### TEXTE DE L'EXERCICE
------------------------

La Banque nationale de données génétiques du Canada
C’est en 2000 que le Canada s’est doté d’une banque de données génétiques dans le but d’aider les services de police à travers le pays à identifier les auteurs de crimes non résolus. La Banque nationale de don- nées génétiques (BNDG) est sous le contrôle du commissaire de la Gendarmerie royale du Canada. Elle est constituée de deux répertoires : un fichier de criminalistique, qui, le 30 avril dernier, comptait 106 532 profils génétiques et un fichier des condamnés, qui en comprenait 303 456, pour un total de 415 988 profils génétiques. La BNDG détient donc le profil génétique d’environ 1,2 % de la population canadienne.
Le fichier de criminalistique contient tous les profils génétiques associés aux substances corporelles qui ont été trouvées sur le lieu d’une infraction ou d’un crime.
Ce fichier est alimenté par trois laboratoires. Le Laboratoire de sciences judiciaires et de médecine légale de Montréal y dépose les informations génétiques provenant des scènes de crimes survenus au Québec. Le Centre of Forensic Sciences de Toronto fait de même en Ontario, et les Services de laboratoire judiciaire de la GRC couvrent les crimes perpétrés dans le reste du Canada. Une fois intégré à la BNDG à Ottawa, un profil génétique retrouvé sur une scène de crime dans une province est comparé aux profils génétiques associés aux autres dossiers présents dans le fichier de criminalistique afin de retrouver de possibles correspondances.
Le fichier des condamnés comprend quant à lui le profil génétique des personnes reconnues coupables d’infractions primaires (crimes graves contre la personne, parmi lesquels figurent les agressions sexuelles, la pornographie juvénile, les agressions armées, les homicides et les tentatives de meurtre ainsi que les vols qualifiés) et secondaires (harcèlement criminel, proférer des menaces, voies de fait). Les échantillons de tissus corporels (de sang, de salive ou de cheveux) prélevés sur les contrevenants sont envoyés à la BNDG à Ottawa, où on procède à une analyse génétique. Le profil génétique ainsi obtenu est ensuite déposé dans le fichier. Il est alors comparé avec les profils génétiques enregistrés dans le fichier de criminalistique. S’il s’avère identique à l’un d’entre eux, l’information est communiquée au laboratoire ayant fourni l’échantillon d’ADN prélevé sur la scène du crime, qui, après des vérifications d’usage, le transmet à son tour au service de police responsable du dossier.

------------------------

### DONNÉES ENREGISTRÉES
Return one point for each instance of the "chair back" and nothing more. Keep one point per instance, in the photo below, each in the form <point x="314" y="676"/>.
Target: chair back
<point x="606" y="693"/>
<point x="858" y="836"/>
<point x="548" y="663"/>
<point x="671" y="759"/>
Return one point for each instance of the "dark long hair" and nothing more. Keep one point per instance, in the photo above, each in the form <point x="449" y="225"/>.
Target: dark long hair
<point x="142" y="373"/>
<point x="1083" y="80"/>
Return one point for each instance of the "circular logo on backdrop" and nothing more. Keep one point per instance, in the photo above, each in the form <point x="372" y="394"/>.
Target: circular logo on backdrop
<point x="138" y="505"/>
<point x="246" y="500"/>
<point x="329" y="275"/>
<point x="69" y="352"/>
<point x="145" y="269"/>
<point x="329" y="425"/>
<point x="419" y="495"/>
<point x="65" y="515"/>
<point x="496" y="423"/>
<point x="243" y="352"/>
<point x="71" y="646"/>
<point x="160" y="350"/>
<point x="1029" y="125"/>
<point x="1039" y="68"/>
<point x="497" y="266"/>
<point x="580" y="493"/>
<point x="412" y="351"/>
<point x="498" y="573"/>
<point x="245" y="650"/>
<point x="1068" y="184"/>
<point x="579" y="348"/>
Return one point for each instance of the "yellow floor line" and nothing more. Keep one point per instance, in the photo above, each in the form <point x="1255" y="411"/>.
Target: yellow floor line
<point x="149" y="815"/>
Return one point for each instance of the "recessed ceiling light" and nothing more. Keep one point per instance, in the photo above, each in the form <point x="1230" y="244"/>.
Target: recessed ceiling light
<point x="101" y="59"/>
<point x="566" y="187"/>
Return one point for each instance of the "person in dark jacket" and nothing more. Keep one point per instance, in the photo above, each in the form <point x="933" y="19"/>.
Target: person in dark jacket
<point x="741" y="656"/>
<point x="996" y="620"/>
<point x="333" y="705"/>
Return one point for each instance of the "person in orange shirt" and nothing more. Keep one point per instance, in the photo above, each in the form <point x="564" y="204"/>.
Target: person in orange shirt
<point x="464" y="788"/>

------------------------

### ACTION DEMANDÉE
Recopiez le passage du texte sur la banque de données génétiques qui s'ouvre sur les mots « La Banque nationale de données » et se ferme sur « ou d’un crime. », en remplaçant « fichier de criminalistique » par « répertoire des scènes de crime ».

### RÉPONSE
La Banque nationale de données génétiques du Canada
C’est en 2000 que le Canada s’est doté d’une banque de données génétiques dans le but d’aider les services de police à travers le pays à identifier les auteurs de crimes non résolus. La Banque nationale de don- nées génétiques (BNDG) est sous le contrôle du commissaire de la Gendarmerie royale du Canada. Elle est constituée de deux répertoires : un répertoire des scènes de crime, qui, le 30 avril dernier, comptait 106 532 profils génétiques et un fichier des condamnés, qui en comprenait 303 456, pour un total de 415 988 profils génétiques. La BNDG détient donc le profil génétique d’environ 1,2 % de la population canadienne.
Le répertoire des scènes de crime contient tous les profils génétiques associés aux substances corporelles qui ont été trouvées sur le lieu d’une infraction ou d’un crime.